▶ **Goal of the exercise**
Convert every line of the listing below into a Markdown table with the columns Number and Entry, one row per line. Skip blank lines and leave the pictures out.

** BEGIN **

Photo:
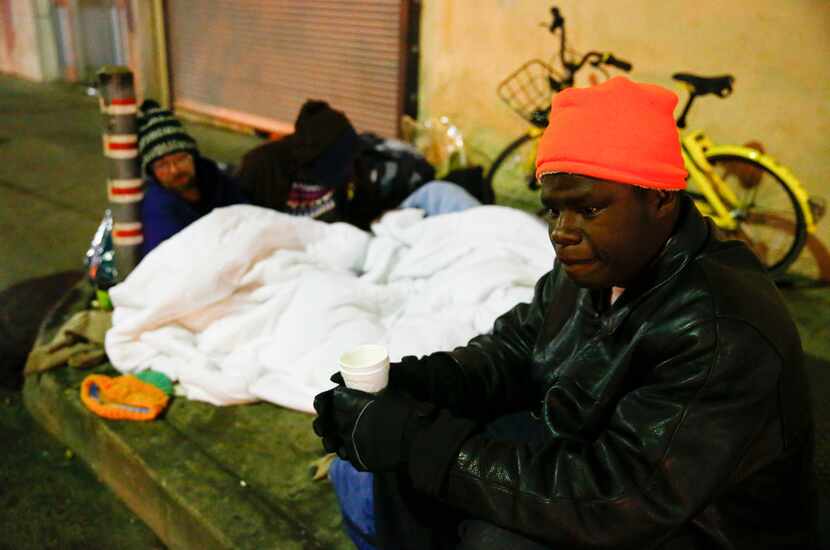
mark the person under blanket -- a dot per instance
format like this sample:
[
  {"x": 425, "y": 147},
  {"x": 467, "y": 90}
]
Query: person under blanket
[
  {"x": 656, "y": 375},
  {"x": 181, "y": 185},
  {"x": 311, "y": 172}
]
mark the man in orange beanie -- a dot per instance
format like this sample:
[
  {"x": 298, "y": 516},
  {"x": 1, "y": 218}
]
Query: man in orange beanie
[{"x": 653, "y": 391}]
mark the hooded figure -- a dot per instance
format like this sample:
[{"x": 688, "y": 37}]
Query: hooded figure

** END **

▶ **Output for this exercise**
| Number | Entry |
|---|---|
| 1 | Photo: |
| 2 | mark the person under blanket -- a dot per instance |
| 3 | format like this sample: |
| 4 | [ |
| 5 |   {"x": 425, "y": 147}, |
| 6 |   {"x": 467, "y": 90} |
| 7 | ] |
| 8 | Query: person under blanket |
| 9 | [ |
| 10 |   {"x": 656, "y": 375}, |
| 11 |   {"x": 181, "y": 185}, |
| 12 |   {"x": 311, "y": 172} |
| 13 | ] |
| 14 | mark the man in orange beanie -- a dot per instance |
| 15 | format like this sample: |
| 16 | [ |
| 17 |   {"x": 298, "y": 516}, |
| 18 |   {"x": 1, "y": 218} |
| 19 | ] |
| 20 | Query: man in orange beanie |
| 21 | [{"x": 653, "y": 391}] |
| 22 | mark the hooded figure -- a dot per instance |
| 23 | format like this sample: |
| 24 | [{"x": 688, "y": 37}] |
| 25 | Query: hooded figure |